PROBLEM DESCRIPTION: Go through the data underneath and copy every line exactly.

Dataset entries:
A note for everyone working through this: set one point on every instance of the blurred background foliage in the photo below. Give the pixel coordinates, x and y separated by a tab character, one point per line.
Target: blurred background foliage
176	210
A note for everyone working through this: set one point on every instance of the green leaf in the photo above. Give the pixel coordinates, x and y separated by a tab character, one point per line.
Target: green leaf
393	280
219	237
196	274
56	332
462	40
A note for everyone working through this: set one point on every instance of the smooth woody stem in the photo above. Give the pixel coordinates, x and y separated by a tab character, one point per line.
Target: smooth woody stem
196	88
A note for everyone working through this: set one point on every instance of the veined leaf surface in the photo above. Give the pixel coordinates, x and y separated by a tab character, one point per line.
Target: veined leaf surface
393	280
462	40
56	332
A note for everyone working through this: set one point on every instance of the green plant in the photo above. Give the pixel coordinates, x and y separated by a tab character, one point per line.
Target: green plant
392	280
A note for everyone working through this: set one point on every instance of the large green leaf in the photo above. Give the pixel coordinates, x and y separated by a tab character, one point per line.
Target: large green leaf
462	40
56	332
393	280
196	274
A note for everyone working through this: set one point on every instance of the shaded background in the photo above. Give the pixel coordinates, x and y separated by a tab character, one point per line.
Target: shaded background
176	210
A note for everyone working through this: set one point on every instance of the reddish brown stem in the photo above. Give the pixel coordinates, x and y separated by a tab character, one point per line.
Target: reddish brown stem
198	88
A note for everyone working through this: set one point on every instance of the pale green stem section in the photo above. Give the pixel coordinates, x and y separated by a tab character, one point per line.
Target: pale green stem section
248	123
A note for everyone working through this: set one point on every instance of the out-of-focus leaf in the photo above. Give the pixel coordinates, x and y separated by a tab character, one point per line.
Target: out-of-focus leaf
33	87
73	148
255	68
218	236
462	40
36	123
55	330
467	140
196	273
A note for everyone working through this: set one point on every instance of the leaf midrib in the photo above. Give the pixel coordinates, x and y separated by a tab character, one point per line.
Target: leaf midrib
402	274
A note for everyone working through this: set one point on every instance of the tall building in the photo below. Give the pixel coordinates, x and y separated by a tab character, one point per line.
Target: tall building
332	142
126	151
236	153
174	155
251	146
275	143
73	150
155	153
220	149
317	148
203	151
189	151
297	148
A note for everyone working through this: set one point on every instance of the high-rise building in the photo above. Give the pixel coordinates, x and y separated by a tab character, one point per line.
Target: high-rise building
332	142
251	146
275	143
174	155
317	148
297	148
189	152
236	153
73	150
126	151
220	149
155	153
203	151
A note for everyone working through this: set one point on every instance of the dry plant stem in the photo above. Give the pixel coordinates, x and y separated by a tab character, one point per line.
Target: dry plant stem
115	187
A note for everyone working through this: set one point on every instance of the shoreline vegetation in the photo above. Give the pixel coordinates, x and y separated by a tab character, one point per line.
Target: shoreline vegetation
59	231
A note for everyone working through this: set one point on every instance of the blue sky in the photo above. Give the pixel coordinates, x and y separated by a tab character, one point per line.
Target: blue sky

ANSWER TO THIS PROBLEM:
A note for everyone working through this: set one point on every instance of the blurred background foliage in the photo below. Give the pixel coordinates, x and y separated by a tab character, one point per line.
Target: blurred background foliage
176	210
A note for everyone working through this: set one point on every instance of the green leaf in the photo above. Give the pixel coordinates, x and y separated by a tab character, one point per line.
Target: green leaf
393	280
219	237
196	274
56	332
462	40
A note for everyone working through this: set one point on every instance of the smooth woody stem in the photo above. Give the pixel coordinates, x and y separated by a tab character, one point per line.
Target: smooth woody stem
196	88
A note for everyone working through this: set one point on every instance of the veined leaf surface in the photo above. Give the pixel coordinates, x and y separated by a tab character, one point per line.
Target: veined leaf surface
393	280
462	40
56	332
A note for everyone working through this: set one point on every instance of the green plant in the photo above. Give the pixel coordinates, x and y separated by a tab character, one point per line.
Target: green plant
392	280
A note for everyone working through this: set one point on every instance of the large green leaf in the photo above. Give the pixel coordinates, x and y separated by a tab character, one point per line.
Target: large green leaf
462	40
56	332
393	280
196	274
A note for everyone working through this: set one point on every instance of the shaded background in the photo above. Give the pixel coordinates, x and y separated by a tab character, one point per line.
Target: shaded background
176	210
A note for everyone working through this: set one point on every instance of the reddish brown stem in the photo above. Give the pixel coordinates, x and y separated by a tab character, one point per line.
Target: reddish brown stem
198	88
A note for everyone working through this: set one point on every instance of the pale green stem section in the photo above. Give the pixel coordinates, x and y separated by a tab character, one point per line.
Target: pale green stem section
248	123
A note for everyone working through this: set one point on every instance of the out-of-focus leaf in the photo above. Give the pixel coordinates, x and y separated by a tab character, one point per line.
Target: out-of-focus leaf
33	87
73	148
255	68
218	236
462	40
36	123
55	330
467	140
196	273
A note for everyone working through this: set one point on every instance of the leaf midrib in the photo above. Give the pixel coordinates, x and y separated by a tab character, one point per line.
Target: leaf midrib
402	274
A note for everyone working through this: set one point on every instance of the tall building in the photo below. Give the pixel coordinates, x and y separated by a tab character, one point per line.
Target: tall building
332	142
126	151
236	153
174	155
251	146
275	143
73	150
155	153
220	149
317	148
203	151
189	151
297	148
A note for everyone working through this: set one point on every instance of the high-rise building in the photo above. Give the pixel coordinates, x and y separated by a tab character, one point per line.
Target: high-rise building
332	142
251	146
275	143
174	155
317	148
297	148
189	152
236	153
73	150
126	151
220	149
155	153
203	151
A note for everyone working through this: set one point on every instance of the dry plant stem in the photo above. Give the pixel coordinates, x and y separated by a tab character, one point per line.
Target: dry plant stem
115	187
A note for everyone working through this: set one point on every instance of the shoreline vegetation in the photo above. Give the pixel coordinates, x and y separated by a tab character, one point per line.
Target: shoreline vegetation
59	231
A note for everyone working through this: set one point on every instance of the blue sky in the photo above. Give the pixel coordinates, x and y separated by a tab character, one point per line.
Target: blue sky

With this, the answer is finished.